_TASK REQUIREMENTS_
Set down each line of the data below exactly as it stands, dropping the pictures.
-- Opening Marker --
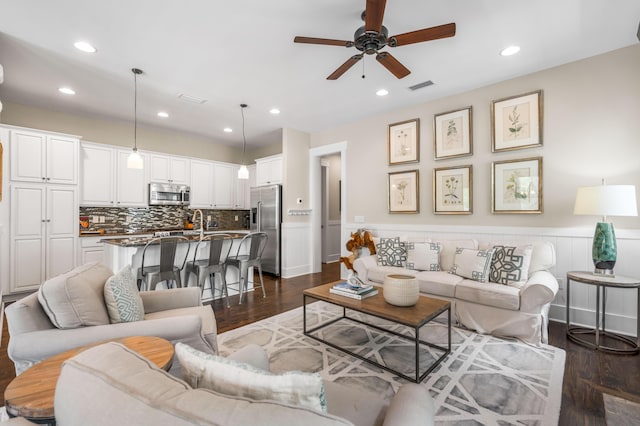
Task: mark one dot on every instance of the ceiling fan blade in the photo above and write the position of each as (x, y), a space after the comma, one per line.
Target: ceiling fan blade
(344, 67)
(328, 41)
(392, 64)
(373, 15)
(426, 34)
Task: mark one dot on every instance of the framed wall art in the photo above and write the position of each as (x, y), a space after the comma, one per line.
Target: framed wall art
(516, 122)
(452, 134)
(403, 192)
(517, 186)
(404, 142)
(453, 190)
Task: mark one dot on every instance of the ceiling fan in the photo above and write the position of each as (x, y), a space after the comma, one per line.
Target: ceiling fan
(373, 36)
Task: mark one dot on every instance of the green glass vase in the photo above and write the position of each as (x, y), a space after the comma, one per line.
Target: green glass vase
(604, 250)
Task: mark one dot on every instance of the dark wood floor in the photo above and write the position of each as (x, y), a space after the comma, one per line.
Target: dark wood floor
(587, 374)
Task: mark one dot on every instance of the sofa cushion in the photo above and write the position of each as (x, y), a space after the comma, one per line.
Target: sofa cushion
(122, 298)
(510, 265)
(95, 381)
(440, 283)
(202, 370)
(423, 256)
(391, 252)
(490, 294)
(448, 251)
(76, 298)
(473, 264)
-- Closing Marker --
_SOLUTION TO THIS TASK_
Task: mark one dot on every instance of the ceiling fan blade in the photo above and write the position of each as (x, y), a space after the comma, one per line.
Target: ceiling fan blade
(344, 67)
(328, 41)
(392, 64)
(373, 15)
(426, 34)
Task: mark one dot on every instance of the framed wall art in the photo above and write the position of each as (x, y), a space after the comma, one per line.
Target: framed wall art
(516, 122)
(452, 134)
(403, 192)
(517, 186)
(404, 142)
(453, 190)
Task: mark one dot on every instance of the ceiling fan in the photo above and write the position of each as (x, y), a space after the comma, one per line.
Target: ceiling fan
(373, 36)
Task: mark one dot on every instance of the green glass vase in the photo above and write the position of each as (x, y), a space after the comma, one per line.
Target: green glass vase
(604, 250)
Task: mark one dot on every instance of the dark wood floor in the photo above and write the position of each as (x, y), a space after the comma, one per line.
Target: dark wood floor
(587, 374)
Task: mark one dot on every instance of the sofa cushion in the photo above and write the position of each as (x, y), a space after the comma, one per line.
Target: sofa cushion
(122, 298)
(510, 265)
(95, 381)
(440, 283)
(202, 370)
(423, 256)
(391, 252)
(490, 294)
(448, 251)
(76, 298)
(473, 264)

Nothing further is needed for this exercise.